══ Record excerpts

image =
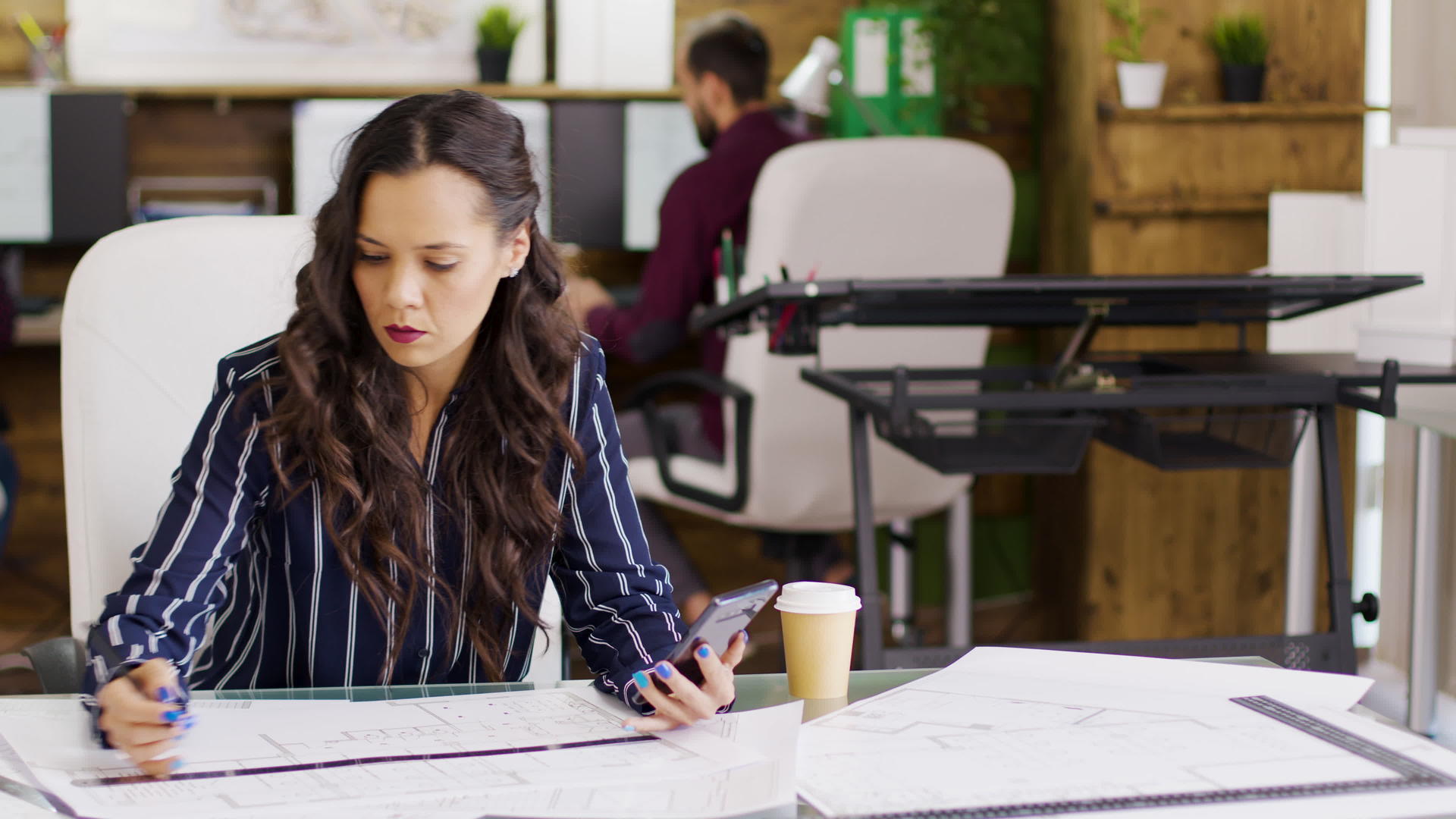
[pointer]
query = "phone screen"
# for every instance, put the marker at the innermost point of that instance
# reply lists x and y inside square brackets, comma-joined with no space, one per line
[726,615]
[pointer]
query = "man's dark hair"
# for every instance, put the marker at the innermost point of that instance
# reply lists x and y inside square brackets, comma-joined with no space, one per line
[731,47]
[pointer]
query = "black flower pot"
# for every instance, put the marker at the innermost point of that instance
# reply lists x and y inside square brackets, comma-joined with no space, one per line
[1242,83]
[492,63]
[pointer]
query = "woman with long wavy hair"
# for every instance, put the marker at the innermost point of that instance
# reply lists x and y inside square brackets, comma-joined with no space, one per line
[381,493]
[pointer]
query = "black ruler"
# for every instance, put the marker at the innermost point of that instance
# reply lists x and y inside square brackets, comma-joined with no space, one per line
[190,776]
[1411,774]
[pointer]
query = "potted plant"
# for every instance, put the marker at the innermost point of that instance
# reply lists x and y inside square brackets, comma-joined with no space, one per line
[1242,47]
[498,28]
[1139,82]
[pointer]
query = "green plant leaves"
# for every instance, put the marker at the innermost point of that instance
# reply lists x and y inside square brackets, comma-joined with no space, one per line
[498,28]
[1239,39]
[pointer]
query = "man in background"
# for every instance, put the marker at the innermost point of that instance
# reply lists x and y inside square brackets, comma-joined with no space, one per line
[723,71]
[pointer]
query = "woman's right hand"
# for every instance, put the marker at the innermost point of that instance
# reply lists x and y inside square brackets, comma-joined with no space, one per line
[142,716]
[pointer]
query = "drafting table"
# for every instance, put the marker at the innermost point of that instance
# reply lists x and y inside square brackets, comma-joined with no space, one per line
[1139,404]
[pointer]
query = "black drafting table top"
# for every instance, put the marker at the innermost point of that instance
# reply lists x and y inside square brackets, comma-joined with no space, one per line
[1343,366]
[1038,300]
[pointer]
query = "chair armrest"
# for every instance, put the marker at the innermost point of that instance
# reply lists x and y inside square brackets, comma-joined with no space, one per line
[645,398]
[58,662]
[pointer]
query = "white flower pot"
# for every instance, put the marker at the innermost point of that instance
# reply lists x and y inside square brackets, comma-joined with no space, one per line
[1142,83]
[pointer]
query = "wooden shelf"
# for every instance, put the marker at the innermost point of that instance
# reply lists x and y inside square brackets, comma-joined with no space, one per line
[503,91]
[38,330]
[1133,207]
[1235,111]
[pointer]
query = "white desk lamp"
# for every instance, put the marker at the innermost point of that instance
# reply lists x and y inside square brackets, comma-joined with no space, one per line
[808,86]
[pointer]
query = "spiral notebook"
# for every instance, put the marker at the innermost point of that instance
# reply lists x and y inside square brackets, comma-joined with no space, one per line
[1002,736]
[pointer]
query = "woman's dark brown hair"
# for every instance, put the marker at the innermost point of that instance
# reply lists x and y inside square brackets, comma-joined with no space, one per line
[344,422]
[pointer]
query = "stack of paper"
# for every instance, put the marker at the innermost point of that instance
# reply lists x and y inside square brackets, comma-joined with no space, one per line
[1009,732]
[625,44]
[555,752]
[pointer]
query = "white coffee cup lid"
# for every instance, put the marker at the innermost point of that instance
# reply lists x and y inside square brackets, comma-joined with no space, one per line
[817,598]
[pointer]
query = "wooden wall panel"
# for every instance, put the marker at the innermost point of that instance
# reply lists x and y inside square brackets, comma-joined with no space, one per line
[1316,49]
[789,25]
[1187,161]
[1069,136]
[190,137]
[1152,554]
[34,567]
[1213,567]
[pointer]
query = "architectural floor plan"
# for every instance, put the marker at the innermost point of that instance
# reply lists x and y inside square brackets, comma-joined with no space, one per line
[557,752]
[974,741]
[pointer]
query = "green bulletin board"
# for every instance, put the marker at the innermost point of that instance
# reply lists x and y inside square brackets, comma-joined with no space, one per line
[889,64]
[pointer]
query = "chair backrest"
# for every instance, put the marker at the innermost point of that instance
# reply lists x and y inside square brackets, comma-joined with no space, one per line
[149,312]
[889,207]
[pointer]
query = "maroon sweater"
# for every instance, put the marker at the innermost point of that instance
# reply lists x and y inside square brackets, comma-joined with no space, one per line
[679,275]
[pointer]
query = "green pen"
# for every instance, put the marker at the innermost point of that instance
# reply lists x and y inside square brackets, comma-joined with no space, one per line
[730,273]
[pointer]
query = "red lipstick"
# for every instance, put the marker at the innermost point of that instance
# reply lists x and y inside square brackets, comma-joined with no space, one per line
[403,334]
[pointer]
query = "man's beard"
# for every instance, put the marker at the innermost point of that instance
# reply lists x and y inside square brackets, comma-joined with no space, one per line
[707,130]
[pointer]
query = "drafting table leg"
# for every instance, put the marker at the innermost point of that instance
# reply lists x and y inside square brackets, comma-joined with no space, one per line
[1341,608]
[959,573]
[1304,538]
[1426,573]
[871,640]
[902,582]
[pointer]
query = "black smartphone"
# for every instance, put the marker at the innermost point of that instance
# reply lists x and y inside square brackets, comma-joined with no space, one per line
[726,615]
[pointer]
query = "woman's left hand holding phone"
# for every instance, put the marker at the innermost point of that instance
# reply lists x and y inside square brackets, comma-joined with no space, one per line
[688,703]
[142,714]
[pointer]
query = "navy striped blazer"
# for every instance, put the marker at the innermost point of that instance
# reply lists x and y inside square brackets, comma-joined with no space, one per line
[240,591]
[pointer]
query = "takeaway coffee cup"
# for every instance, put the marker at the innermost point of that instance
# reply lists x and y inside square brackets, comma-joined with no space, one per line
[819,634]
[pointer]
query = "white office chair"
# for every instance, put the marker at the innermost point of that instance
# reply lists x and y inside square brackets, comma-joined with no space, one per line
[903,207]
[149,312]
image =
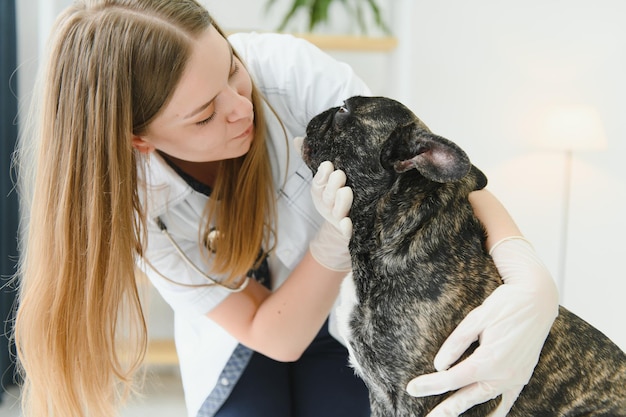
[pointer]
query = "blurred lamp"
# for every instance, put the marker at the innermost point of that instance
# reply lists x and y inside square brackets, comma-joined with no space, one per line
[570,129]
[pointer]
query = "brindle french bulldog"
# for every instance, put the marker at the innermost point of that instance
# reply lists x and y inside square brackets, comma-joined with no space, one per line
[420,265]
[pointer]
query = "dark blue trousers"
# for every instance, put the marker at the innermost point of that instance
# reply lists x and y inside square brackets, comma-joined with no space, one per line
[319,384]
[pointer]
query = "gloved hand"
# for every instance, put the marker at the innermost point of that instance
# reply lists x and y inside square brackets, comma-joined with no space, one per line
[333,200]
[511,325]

════

Drop the images and repeat the data exactly.

▸ **Worked answer**:
image =
[pointer]
query = "phone screen"
# for every instance, put the marker at the innermost point of that instance
# reply lists x and y inside square brackets, comma-joined with no space, one per line
[726,615]
[pointer]
query = "man's dark hair"
# for every instance, put the marker at the innermost point of that instance
# reply lists x and y inside square brackets, comma-joined with no space, one per line
[731,47]
[pointer]
query = "black flower pot"
# for every instance, put the marker at the innermost point of that instance
# reply lists x and y inside square brackets, comma-joined with no space, one per line
[1242,83]
[492,63]
[pointer]
query = "woman with long wavy hair"
# for every instance, put the marker at the innermost point of that instance
# reply lists x and y inside square brackets, comma-joined with no space, one per line
[381,493]
[pointer]
query = "black ruler"
# for every instance, put the marker at the innermost point of that instance
# reply lists x and y inside square brackets, comma-joined with no space, one per line
[190,776]
[1411,774]
[pointer]
query = "potted plant"
# for every instance, put the marker at the innermost point of that instance
# reply lists x and y inside square brackets, comma-joined with no space, one per line
[1242,47]
[498,28]
[1139,82]
[pointer]
query = "green plant leaves"
# for every instance, put the marker at the innermost point of that instance
# reply lists x and y inside square brackets, comma-joined with no space, one per line
[498,28]
[1239,39]
[pointer]
query = "man in background"
# for every instance, put the marker at the innermost point of that instance
# reply lists x and y inside square brackets, comma-joined with no space, one per line
[723,71]
[pointer]
query = "woman's right hand"
# for every instance, put the marker at the innermost point of that instance
# reply lists x and y inside square brackets, comma-joined with no space, one per line
[142,716]
[pointer]
query = "drafting table"
# for every instance, put the marker at the innermost point of that instance
# reply lists x and y inside square brackets, comma-joined with no space, one per line
[1139,404]
[pointer]
query = "black drafting table top"
# for every instance, put the marker at the innermost point of that instance
# reply lists x and y inside square brackets, comma-joined with no space, one per line
[1343,366]
[1038,300]
[pointer]
query = "chair armrest"
# for every instance, put the marker at the innermost point of that instance
# reply lists x and y inside square brackets, comma-joined with no space, one per line
[645,398]
[58,662]
[pointer]
query = "white flower pot"
# for every instance, put the marker at the innermost point of that instance
# reply lists x and y inside square brackets, comma-joined with no space, one per line
[1142,83]
[pointer]
query = "wooden shelf"
# for every instance, put the marker at the innermost point of that instance
# reply lists x and y inside square brackets, comma-joined with no space, one per line
[503,91]
[38,330]
[1133,207]
[1235,111]
[pointer]
query = "white desk lamp"
# for every instance, put the marker at the innermost point of that instance
# reply lists x and y inside square brackets, comma-joined with no space, one per line
[808,86]
[pointer]
query = "spiral notebook"
# for every instance, put the marker at the innermost point of that instance
# reply lists x and y inside square brackets, comma-joined with no space, one per line
[1002,736]
[pointer]
query = "woman's dark brown hair"
# for every instance, put the marker at the innermost point of that instance
# reply lists x and y inside square brackets, comma-joined with no space, one per line
[344,422]
[pointer]
query = "stack of paper"
# for every instance, put the marker at the innermost point of that instance
# reply lists x and y inside square brackets, comma-joined with no space, one per line
[1009,732]
[625,44]
[555,752]
[pointer]
query = "white coffee cup lid"
# for every instance, put the marker at the innermost point of that instance
# reply lists x and y inside square brackets, comma-joined with no space, one per line
[817,598]
[pointer]
query = "wooden wall panel"
# for every instance, put the marker at the innermost point of that instance
# reply lists x and y inside square brackets, comma-joined with no space, one per line
[1316,49]
[789,25]
[1187,161]
[1069,136]
[190,137]
[1152,554]
[34,567]
[1213,567]
[pointer]
query = "architectural floor plan"
# for every instance, put the marker at the innermost point of that instance
# reply lists x and y inside square brackets, comma-joined with no space, one per line
[557,752]
[974,741]
[pointer]
query = "green bulletin board"
# for every instance, put the marker at the innermost point of that instance
# reply lists x and y inside square brackets, comma-joined with no space, one per line
[889,64]
[pointer]
query = "chair backrest"
# for every instance, put the marker at the innermost point of that instance
# reply lists x and y inside square brackets, comma-joined with no space, one per line
[149,312]
[889,207]
[pointer]
query = "maroon sweater"
# for every instance, put the marker at the innermost point of that instance
# reply lists x and y inside square brackets, comma-joined with no space, one per line
[679,275]
[pointer]
query = "green pen"
# for every instance, put the marker at the innermost point of that instance
# reply lists x and y inside square brackets, comma-joined with no space, one per line
[730,273]
[pointer]
query = "red lipstick"
# for every instance, put the marker at the innermost point of that instance
# reply lists x and y inside square brackets, comma-joined with no space, one per line
[403,334]
[pointer]
query = "man's beard"
# for every instance, put the marker at the innermost point of that instance
# reply lists x and y inside square brackets, comma-joined with no space, one per line
[707,130]
[pointer]
query = "drafting table leg"
# for every instance, put the marker at the innermost point of that instance
# reply lists x and y inside square brackets, comma-joined with no space, one per line
[1341,608]
[959,573]
[1304,538]
[1426,573]
[871,640]
[902,582]
[pointer]
query = "black smartphone"
# for every instance, put the marker at the innermost point of that instance
# reply lists x and y inside square brackets, comma-joined with no space, one per line
[726,615]
[pointer]
query = "woman's left hand holding phone"
# for every instance, put the marker at the innermost point of that instance
# reply lists x and y inside square brackets, comma-joined with no space, one per line
[688,703]
[142,714]
[pointer]
query = "navy striped blazer"
# for every instance, put the marker at the innermost point of that instance
# reply lists x and y inside square brackets, comma-joined with no space, one per line
[240,591]
[pointer]
query = "takeaway coffee cup"
# for every instance, put the marker at the innermost point of that instance
# reply lists x and y inside square brackets, comma-joined with no space, one per line
[819,634]
[pointer]
query = "white office chair"
# for every instance, put the marker at the innermost point of that instance
# reply lists x and y inside square brackets, comma-joined with no space, one per line
[903,207]
[149,312]
image =
[pointer]
query = "blurred lamp"
# for every instance, put the marker at the innermost point of that instance
# reply lists x and y inside square brackets, comma-joined with no space, one per line
[570,129]
[pointer]
query = "brindle french bulldog"
# for every instance, put the marker at the innermost point of that instance
# reply lists x and y inside square brackets, comma-joined with no space, one per line
[420,265]
[pointer]
query = "dark blue trousers"
# for every instance, put the marker at the innermost point of that instance
# reply lists x and y inside square brackets, comma-joined with no space, one per line
[319,384]
[pointer]
query = "gloved hand"
# for every instance, put the marker at the innermost point of that instance
# reply lists x and y inside square brackets, comma-joined with no space, one per line
[333,200]
[511,325]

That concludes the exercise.